* WHAT YOU WILL DO *
Reproduce verbatim the lines of the data from the one holding "Locate the overhead power" through the end of the data, both ends included.

* PROVIDED MATERIAL *
########

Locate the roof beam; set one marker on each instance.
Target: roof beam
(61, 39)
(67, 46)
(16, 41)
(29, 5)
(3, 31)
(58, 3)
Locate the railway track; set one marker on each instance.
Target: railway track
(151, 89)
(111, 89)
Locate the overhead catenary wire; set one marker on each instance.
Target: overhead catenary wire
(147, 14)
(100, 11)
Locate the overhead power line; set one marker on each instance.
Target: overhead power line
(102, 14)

########

* TASK SOLUTION *
Locate the overhead power line; set one marker on each instance.
Target: overhead power line
(102, 14)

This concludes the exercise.